[Required task] Put every line of the rows below into a Markdown table with the columns "No." and "Line," numbering the lines in order and omitting any blank lines.

--- START OF Raw records ---

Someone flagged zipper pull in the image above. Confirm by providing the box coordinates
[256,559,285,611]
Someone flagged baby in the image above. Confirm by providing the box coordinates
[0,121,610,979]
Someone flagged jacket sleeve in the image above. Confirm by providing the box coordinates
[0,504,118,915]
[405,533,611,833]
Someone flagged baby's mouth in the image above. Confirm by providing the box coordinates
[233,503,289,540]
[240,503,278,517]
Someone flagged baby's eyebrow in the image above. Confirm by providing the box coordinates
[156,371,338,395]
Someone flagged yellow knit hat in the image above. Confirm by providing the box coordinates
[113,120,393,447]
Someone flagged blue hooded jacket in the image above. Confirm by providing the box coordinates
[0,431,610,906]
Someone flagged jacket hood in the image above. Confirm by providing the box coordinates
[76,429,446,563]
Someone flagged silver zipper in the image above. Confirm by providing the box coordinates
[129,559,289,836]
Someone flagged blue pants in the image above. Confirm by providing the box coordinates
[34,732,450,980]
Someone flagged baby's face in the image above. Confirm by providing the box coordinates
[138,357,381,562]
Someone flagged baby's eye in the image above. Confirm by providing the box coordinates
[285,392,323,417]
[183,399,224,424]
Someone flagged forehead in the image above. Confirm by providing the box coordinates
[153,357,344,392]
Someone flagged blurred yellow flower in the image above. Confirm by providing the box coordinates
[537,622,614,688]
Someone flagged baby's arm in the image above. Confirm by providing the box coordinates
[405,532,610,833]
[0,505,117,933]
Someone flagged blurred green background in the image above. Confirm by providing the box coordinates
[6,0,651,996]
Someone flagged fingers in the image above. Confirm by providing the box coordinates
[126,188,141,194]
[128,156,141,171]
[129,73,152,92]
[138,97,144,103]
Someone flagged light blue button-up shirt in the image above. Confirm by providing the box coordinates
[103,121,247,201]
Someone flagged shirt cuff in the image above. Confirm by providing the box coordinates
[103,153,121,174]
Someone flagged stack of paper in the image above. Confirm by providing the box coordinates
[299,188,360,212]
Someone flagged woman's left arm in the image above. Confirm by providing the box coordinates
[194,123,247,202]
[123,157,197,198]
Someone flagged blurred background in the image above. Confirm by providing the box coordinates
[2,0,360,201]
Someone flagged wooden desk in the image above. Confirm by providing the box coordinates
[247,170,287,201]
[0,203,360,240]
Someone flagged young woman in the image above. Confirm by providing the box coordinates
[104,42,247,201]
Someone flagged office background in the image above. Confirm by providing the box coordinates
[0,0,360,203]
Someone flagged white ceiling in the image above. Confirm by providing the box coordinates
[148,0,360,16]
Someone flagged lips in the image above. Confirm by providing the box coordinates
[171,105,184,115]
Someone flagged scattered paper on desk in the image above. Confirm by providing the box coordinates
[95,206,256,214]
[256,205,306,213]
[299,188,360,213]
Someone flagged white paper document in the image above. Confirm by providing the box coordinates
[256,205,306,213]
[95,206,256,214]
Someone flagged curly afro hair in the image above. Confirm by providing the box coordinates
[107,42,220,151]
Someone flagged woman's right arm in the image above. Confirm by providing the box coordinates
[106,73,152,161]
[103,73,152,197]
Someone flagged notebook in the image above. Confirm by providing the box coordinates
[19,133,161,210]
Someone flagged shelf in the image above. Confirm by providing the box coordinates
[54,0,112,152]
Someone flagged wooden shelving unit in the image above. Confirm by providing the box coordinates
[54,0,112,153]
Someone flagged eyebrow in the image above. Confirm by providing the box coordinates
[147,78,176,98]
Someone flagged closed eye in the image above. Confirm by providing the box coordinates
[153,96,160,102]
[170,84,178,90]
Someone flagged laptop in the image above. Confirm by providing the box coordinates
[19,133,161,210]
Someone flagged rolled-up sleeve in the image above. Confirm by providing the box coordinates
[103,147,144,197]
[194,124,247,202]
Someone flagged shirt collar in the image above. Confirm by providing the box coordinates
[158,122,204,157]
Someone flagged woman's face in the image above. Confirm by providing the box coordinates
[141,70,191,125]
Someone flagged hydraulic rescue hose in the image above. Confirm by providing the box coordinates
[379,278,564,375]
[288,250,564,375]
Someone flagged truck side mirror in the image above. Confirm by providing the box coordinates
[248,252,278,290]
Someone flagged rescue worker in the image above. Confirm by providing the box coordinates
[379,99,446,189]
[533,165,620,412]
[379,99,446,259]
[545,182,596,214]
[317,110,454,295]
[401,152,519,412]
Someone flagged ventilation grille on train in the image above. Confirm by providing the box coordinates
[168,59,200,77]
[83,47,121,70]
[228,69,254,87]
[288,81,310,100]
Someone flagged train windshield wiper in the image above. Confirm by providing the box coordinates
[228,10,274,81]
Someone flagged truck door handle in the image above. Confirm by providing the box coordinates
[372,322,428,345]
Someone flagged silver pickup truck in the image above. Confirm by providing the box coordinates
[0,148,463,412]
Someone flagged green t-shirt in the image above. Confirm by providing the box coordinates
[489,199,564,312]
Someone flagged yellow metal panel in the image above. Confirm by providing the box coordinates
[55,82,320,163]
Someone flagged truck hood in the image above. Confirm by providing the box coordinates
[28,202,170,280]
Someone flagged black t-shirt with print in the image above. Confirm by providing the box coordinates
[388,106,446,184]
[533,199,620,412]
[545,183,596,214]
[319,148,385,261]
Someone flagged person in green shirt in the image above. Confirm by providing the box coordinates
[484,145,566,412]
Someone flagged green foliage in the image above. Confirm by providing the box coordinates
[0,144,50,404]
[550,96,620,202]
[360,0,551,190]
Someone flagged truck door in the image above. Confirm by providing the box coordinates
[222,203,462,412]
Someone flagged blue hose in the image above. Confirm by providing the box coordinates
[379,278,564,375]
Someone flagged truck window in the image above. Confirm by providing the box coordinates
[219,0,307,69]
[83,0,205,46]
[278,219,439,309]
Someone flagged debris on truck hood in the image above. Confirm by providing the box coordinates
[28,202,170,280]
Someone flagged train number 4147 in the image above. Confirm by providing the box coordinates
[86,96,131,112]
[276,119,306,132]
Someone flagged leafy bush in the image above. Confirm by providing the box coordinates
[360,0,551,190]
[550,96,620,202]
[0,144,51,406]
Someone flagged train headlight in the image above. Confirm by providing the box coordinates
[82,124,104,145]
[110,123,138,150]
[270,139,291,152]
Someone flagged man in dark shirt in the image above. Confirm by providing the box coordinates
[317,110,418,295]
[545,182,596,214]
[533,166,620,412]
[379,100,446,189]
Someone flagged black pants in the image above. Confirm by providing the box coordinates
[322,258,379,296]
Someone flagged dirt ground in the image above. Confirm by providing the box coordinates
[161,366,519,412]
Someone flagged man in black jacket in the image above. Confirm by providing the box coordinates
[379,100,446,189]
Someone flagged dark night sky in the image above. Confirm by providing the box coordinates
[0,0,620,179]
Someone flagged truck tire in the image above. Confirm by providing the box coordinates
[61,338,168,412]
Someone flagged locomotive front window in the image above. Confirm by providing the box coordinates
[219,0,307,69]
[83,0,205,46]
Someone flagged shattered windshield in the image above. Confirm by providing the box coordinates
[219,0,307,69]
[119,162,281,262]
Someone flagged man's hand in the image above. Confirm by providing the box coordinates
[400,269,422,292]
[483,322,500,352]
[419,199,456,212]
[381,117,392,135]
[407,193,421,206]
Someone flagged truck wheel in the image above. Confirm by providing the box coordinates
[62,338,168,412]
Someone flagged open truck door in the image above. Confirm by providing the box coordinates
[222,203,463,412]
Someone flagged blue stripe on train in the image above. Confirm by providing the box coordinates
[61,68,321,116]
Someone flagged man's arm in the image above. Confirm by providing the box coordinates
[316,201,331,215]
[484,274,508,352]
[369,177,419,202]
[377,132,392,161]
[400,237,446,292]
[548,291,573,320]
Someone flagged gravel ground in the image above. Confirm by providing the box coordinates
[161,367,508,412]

--- END OF Raw records ---

[Output]
| No. | Line |
|---|---|
| 1 | Someone flagged zipper pull in the image above. Confirm by providing the box coordinates |
| 2 | [256,559,285,611] |
| 3 | Someone flagged baby in the image above. Confirm by providing the box coordinates |
| 4 | [0,121,610,979] |
| 5 | Someone flagged jacket sleeve in the image above. Confirm by providing the box coordinates |
| 6 | [0,504,118,915] |
| 7 | [405,533,611,833] |
| 8 | Someone flagged baby's mouth in the image above. Confirm by providing the box coordinates |
| 9 | [233,503,289,540] |
| 10 | [240,503,278,517] |
| 11 | Someone flagged baby's eyebrow in the image above. Confirm by providing the box coordinates |
| 12 | [156,371,338,395] |
| 13 | Someone flagged yellow knit hat in the image above. Confirm by providing the box coordinates |
| 14 | [113,120,393,447] |
| 15 | Someone flagged blue hooded jacket in the image above. Confirm by providing the box coordinates |
| 16 | [0,431,610,906] |
| 17 | Someone flagged jacket hood in the image above. Confirm by providing the box coordinates |
| 18 | [76,429,446,563] |
| 19 | Someone flagged silver zipper in the image above. Confirm by providing the box coordinates |
| 20 | [129,559,289,836] |
| 21 | Someone flagged blue pants in the image above. Confirm by providing the box coordinates |
| 22 | [34,732,450,980] |
| 23 | Someone flagged baby's face in the image above. Confirm by providing the box coordinates |
| 24 | [138,357,381,562] |
| 25 | Someone flagged baby's eye in the image above. Confirm by providing the box coordinates |
| 26 | [285,392,323,417] |
| 27 | [183,399,224,424] |
| 28 | Someone flagged forehead in the image above. Confirm by providing the box coordinates |
| 29 | [153,357,344,392] |
| 30 | Someone flagged blurred yellow flower in the image above. Confirm by providing the box coordinates |
| 31 | [537,622,614,688] |
| 32 | Someone flagged baby's arm in the image above. Confirm by providing the box coordinates |
| 33 | [405,532,610,833] |
| 34 | [0,505,117,933] |
| 35 | Someone flagged blurred green background in the image above. Confirm by providing the box coordinates |
| 36 | [6,0,651,996] |
| 37 | Someone flagged fingers in the image above. Confirm by providing the box coordinates |
| 38 | [126,188,141,194] |
| 39 | [128,156,141,171] |
| 40 | [129,73,152,92] |
| 41 | [138,97,144,103] |
| 42 | Someone flagged light blue button-up shirt in the image above. Confirm by providing the box coordinates |
| 43 | [103,121,247,201] |
| 44 | Someone flagged shirt cuff in the image above. Confirm by providing the box coordinates |
| 45 | [103,153,121,174] |
| 46 | Someone flagged stack of paper in the image above. Confirm by providing the box coordinates |
| 47 | [299,188,360,212] |
| 48 | Someone flagged woman's left arm in the image above. Confirm by providing the box coordinates |
| 49 | [194,123,247,202] |
| 50 | [123,157,197,198] |
| 51 | Someone flagged blurred background in the image above. Confirm by providing the box coordinates |
| 52 | [2,0,360,201] |
| 53 | Someone flagged wooden desk in the image above. Confirm by providing the box coordinates |
| 54 | [247,170,287,201] |
| 55 | [0,203,360,240] |
| 56 | Someone flagged young woman in the image above. Confirm by providing the box coordinates |
| 57 | [104,42,247,201] |
| 58 | Someone flagged office background in the image above. Confirm by providing the box coordinates |
| 59 | [0,0,360,203] |
| 60 | Someone flagged white ceiling in the image above. Confirm by providing the box coordinates |
| 61 | [148,0,360,16] |
| 62 | Someone flagged lips in the image above. Confirm by providing the box coordinates |
| 63 | [171,105,184,115] |
| 64 | Someone flagged scattered paper on desk in the image above. Confirm by providing the box coordinates |
| 65 | [95,206,256,214] |
| 66 | [256,205,306,213] |
| 67 | [299,188,360,213] |
| 68 | Someone flagged white paper document in the image above. Confirm by providing the box coordinates |
| 69 | [256,205,306,213] |
| 70 | [95,206,256,214] |
| 71 | Someone flagged curly afro hair in the image above. Confirm by providing the box coordinates |
| 72 | [107,42,220,151] |
| 73 | Someone flagged woman's right arm in the image above. Confirm by providing the box coordinates |
| 74 | [106,73,152,161] |
| 75 | [103,73,152,197] |
| 76 | Someone flagged notebook in the image above. Confirm by providing the box coordinates |
| 77 | [19,133,161,210] |
| 78 | Someone flagged shelf in the image above. Confirm by providing the box coordinates |
| 79 | [54,0,112,152] |
| 80 | Someone flagged wooden shelving unit in the image above. Confirm by providing the box coordinates |
| 81 | [54,0,112,153] |
| 82 | Someone flagged eyebrow in the image above. Confirm by providing the box coordinates |
| 83 | [147,78,176,98] |
| 84 | Someone flagged closed eye in the image above. Confirm by providing the box coordinates |
| 85 | [153,96,160,102] |
| 86 | [170,84,178,90] |
| 87 | Someone flagged laptop in the image above. Confirm by providing the box coordinates |
| 88 | [19,133,161,210] |
| 89 | Someone flagged rolled-up sleeve in the image above. Confirm by providing the box coordinates |
| 90 | [103,147,144,197] |
| 91 | [194,124,247,202] |
| 92 | Someone flagged shirt collar in the image above. Confirm by providing the box coordinates |
| 93 | [158,122,204,157] |
| 94 | Someone flagged woman's face in the image above. Confirm by providing the box coordinates |
| 95 | [141,70,191,125] |
| 96 | Someone flagged hydraulic rescue hose in the image above. Confirm by providing the box coordinates |
| 97 | [379,278,564,375] |
| 98 | [288,250,564,375] |
| 99 | Someone flagged truck side mirror in the image above. Confirm by providing the box coordinates |
| 100 | [248,252,278,290] |
| 101 | Someone flagged rescue worker in the image above. Confirm by providing the box coordinates |
| 102 | [379,99,446,189] |
| 103 | [533,165,620,412] |
| 104 | [379,99,446,259] |
| 105 | [545,182,596,214] |
| 106 | [317,110,454,295] |
| 107 | [401,152,519,412] |
| 108 | Someone flagged ventilation grille on train in the image above. Confirm by providing the box coordinates |
| 109 | [168,59,200,77] |
| 110 | [83,47,121,70] |
| 111 | [228,69,254,87] |
| 112 | [288,81,310,100] |
| 113 | Someone flagged train windshield wiper in the image above. Confirm by providing the box coordinates |
| 114 | [228,10,274,81] |
| 115 | Someone flagged truck door handle in the image above. Confirm by providing the box coordinates |
| 116 | [372,322,428,345] |
| 117 | Someone flagged silver pickup truck in the image above. Confirm by providing the box coordinates |
| 118 | [0,148,463,412] |
| 119 | Someone flagged green t-shirt in the image above. Confirm by providing the box coordinates |
| 120 | [489,199,564,312] |
| 121 | Someone flagged yellow metal panel in the image above. Confirm by providing the box coordinates |
| 122 | [55,82,320,163] |
| 123 | Someone flagged truck hood in the image above. Confirm by providing the box coordinates |
| 124 | [28,202,170,280] |
| 125 | Someone flagged black t-shirt with print in the image above. Confirm by providing the box coordinates |
| 126 | [388,106,446,184] |
| 127 | [533,199,620,412] |
| 128 | [545,183,596,214] |
| 129 | [319,148,385,261] |
| 130 | Someone flagged person in green shirt in the image above. Confirm by providing the box coordinates |
| 131 | [484,145,566,412] |
| 132 | Someone flagged green foliage in the image above. Confirm by providing the box coordinates |
| 133 | [0,144,50,404] |
| 134 | [550,96,620,202] |
| 135 | [360,0,551,190] |
| 136 | Someone flagged truck door in the image above. Confirm by providing the box coordinates |
| 137 | [222,203,462,412] |
| 138 | Someone flagged blue hose in the image above. Confirm by providing the box coordinates |
| 139 | [379,278,564,375] |
| 140 | Someone flagged truck window in the image above. Confirm by providing the box coordinates |
| 141 | [219,0,307,69] |
| 142 | [83,0,205,46] |
| 143 | [278,219,439,309] |
| 144 | Someone flagged debris on truck hood in the image above. Confirm by providing the box coordinates |
| 145 | [28,202,170,280] |
| 146 | Someone flagged train number 4147 in the image above. Confirm by providing the box coordinates |
| 147 | [86,96,131,112] |
| 148 | [276,119,306,132] |
| 149 | Someone flagged leafy bush in the image above. Confirm by providing the box coordinates |
| 150 | [360,0,551,190] |
| 151 | [550,96,620,202] |
| 152 | [0,144,51,406] |
| 153 | Someone flagged train headlight in the image above. Confirm by providing the box coordinates |
| 154 | [82,124,104,145] |
| 155 | [110,123,138,150] |
| 156 | [270,139,291,152] |
| 157 | Someone flagged man in dark shirt in the image above. Confirm by providing the box coordinates |
| 158 | [317,110,418,295] |
| 159 | [545,182,596,214] |
| 160 | [533,166,620,412] |
| 161 | [379,100,446,189] |
| 162 | Someone flagged black pants in the image above. Confirm by providing the box coordinates |
| 163 | [322,258,379,296] |
| 164 | Someone flagged dirt ground in the image above. Confirm by providing the box coordinates |
| 165 | [161,366,519,412] |
| 166 | Someone flagged man in black jacket in the image above. Confirm by providing the box coordinates |
| 167 | [379,100,446,189] |
| 168 | Someone flagged dark night sky in the image above. Confirm by providing the box coordinates |
| 169 | [0,0,620,179] |
| 170 | Someone flagged truck tire in the image above. Confirm by providing the box coordinates |
| 171 | [61,338,168,412] |
| 172 | Someone flagged locomotive front window in the image above. Confirm by providing the box coordinates |
| 173 | [219,0,307,69] |
| 174 | [83,0,205,46] |
| 175 | Someone flagged shattered windshield in the image above. Confirm by providing the box coordinates |
| 176 | [219,0,307,69] |
| 177 | [119,162,281,262] |
| 178 | Someone flagged man's hand in the image above. Confirm by providing the box coordinates |
| 179 | [400,269,422,292] |
| 180 | [483,322,500,352] |
| 181 | [419,199,456,212] |
| 182 | [381,117,392,135] |
| 183 | [407,193,421,206] |
| 184 | Someone flagged truck wheel in the image above. Confirm by providing the box coordinates |
| 185 | [62,338,168,412] |
| 186 | Someone flagged open truck door in the image above. Confirm by providing the box coordinates |
| 187 | [222,203,463,412] |
| 188 | Someone flagged blue stripe on train in the image above. Confirm by providing the box coordinates |
| 189 | [61,68,321,116] |
| 190 | Someone flagged man's arm in the image above. Confirm by providing the box coordinates |
| 191 | [316,201,331,215] |
| 192 | [484,274,508,352] |
| 193 | [369,177,419,202] |
| 194 | [377,132,392,161] |
| 195 | [400,237,446,292] |
| 196 | [548,291,573,320] |
| 197 | Someone flagged gravel ground in the image above. Confirm by providing the box coordinates |
| 198 | [161,367,508,412] |